***** Data rows

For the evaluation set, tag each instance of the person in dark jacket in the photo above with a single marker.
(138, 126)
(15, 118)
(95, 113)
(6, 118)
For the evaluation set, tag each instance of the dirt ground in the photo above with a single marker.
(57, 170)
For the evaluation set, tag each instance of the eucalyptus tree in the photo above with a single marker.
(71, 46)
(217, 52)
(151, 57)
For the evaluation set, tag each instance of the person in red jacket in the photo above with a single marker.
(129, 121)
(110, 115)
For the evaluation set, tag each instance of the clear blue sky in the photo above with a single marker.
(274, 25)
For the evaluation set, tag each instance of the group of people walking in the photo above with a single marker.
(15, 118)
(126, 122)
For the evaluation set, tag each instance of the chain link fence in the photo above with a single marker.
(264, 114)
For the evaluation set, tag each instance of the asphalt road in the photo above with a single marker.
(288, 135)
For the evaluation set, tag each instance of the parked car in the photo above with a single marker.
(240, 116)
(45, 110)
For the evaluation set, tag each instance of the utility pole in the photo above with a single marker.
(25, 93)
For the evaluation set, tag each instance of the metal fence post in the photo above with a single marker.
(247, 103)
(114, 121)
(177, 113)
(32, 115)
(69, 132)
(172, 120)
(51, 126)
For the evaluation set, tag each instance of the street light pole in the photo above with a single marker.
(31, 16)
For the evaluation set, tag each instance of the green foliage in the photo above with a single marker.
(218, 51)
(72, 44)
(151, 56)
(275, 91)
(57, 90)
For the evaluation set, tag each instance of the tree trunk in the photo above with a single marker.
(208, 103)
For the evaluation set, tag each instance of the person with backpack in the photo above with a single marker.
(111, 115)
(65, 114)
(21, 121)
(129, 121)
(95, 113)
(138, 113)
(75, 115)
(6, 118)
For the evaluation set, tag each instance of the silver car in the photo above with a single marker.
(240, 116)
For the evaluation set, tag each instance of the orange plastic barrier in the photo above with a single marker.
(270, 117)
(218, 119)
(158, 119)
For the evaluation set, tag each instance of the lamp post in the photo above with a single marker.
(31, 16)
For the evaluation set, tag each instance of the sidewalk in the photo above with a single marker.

**********

Put every one of the items above into a numbered list, one line per number, and leave out any blank lines.

* [Solution to the exercise]
1. For the evaluation set, tag each instance of the person in dark jacket in the photo above with a single marker.
2. (138, 126)
3. (15, 118)
4. (95, 113)
5. (6, 118)
6. For the evaluation set, tag each instance of the dirt ground in the photo above with a single marker.
7. (57, 170)
8. For the evaluation set, tag each instance of the eucalyptus tree in the photo above with a single marker.
9. (71, 46)
10. (217, 52)
11. (151, 57)
12. For the evaluation set, tag each instance of the person in red jacket in the photo above with a single marker.
13. (129, 121)
14. (110, 115)
15. For the evaluation set, tag each instance of the clear blue sky in the photo above with a single marker.
16. (274, 25)
17. For the evaluation set, tag each instance of the group of people walking in the photo above with a single marker.
18. (15, 118)
19. (126, 122)
20. For the evaluation set, tag each instance of the chain link fence in the photo above with a single marker.
21. (264, 114)
22. For the evaluation set, tag each instance of the asphalt road in the photo above with a single marker.
23. (288, 135)
24. For the evaluation set, tag each instance of the parked car in the photo above with a single marker.
25. (240, 116)
26. (45, 110)
27. For the evaluation set, tag each instance of the utility pole in the photo above with a single marker.
28. (25, 93)
29. For the evaluation set, tag each instance of the metal fence post in the photo above with a single marker.
30. (247, 103)
31. (114, 121)
32. (177, 113)
33. (32, 115)
34. (69, 132)
35. (172, 120)
36. (51, 126)
37. For the evaluation set, tag each instance of the street light pole in the photo above with a single marker.
38. (31, 16)
39. For the evaluation set, tag each instance of the green foliage in the photo above with a single marker.
40. (218, 51)
41. (72, 44)
42. (151, 56)
43. (275, 91)
44. (57, 90)
45. For the evaluation set, tag each instance of the tree trunk in the photo above with a single marker.
46. (208, 103)
47. For the evaluation set, tag each instance of the person with backpack in the photo above with a single marker.
48. (111, 115)
49. (65, 114)
50. (21, 121)
51. (129, 121)
52. (95, 113)
53. (138, 113)
54. (75, 115)
55. (6, 118)
56. For the evaluation set, tag each instance of the silver car in the photo above with a single marker.
57. (240, 116)
58. For the evaluation set, tag each instance of the orange plastic barrier in the photo above with a single marker.
59. (270, 117)
60. (218, 119)
61. (158, 119)
62. For the evaluation set, tag each instance of the lamp post in the photo above with a single marker.
63. (31, 16)
64. For the evaluation set, tag each instance of the sidewalk in the photo above with a single marker.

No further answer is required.